What you should do
Reproduce the material below word for word, line by line.

Data for this task
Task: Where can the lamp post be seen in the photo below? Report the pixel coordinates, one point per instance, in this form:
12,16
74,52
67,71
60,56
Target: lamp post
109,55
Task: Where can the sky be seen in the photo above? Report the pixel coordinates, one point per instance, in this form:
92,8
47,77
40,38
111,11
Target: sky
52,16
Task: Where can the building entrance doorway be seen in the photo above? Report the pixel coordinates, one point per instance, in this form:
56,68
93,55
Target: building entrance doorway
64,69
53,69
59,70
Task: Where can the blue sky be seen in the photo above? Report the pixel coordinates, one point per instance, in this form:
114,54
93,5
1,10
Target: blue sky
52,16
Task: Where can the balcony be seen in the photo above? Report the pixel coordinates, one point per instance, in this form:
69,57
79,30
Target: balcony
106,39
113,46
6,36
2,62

Exercise solution
Task: Where can the lamp post be seen in the photo below? Report the pixel coordinates, one point per instance, in this form:
12,16
74,52
67,71
60,56
Target: lamp post
109,55
Task: Where can the sky be seen in the photo above? Report the pixel coordinates, one point per instance, in this form:
92,8
47,77
40,38
111,11
Target: sky
52,16
Task: Where can the building entrance doorway be seen in the photo above? Report the pixel coordinates, one point per instance, in this form:
56,68
93,55
Target: building entrance doorway
64,69
53,69
59,70
Task: Where can the blue sky be seen in the photo above? Report the pixel coordinates, one point per instance, in this form:
114,54
93,5
1,10
Target: blue sky
52,16
Task: Where can the balcony be seen in the photo above? Report the pixel coordinates, one point per instance, in this form:
69,57
79,30
Target: balcony
106,39
113,46
6,36
2,62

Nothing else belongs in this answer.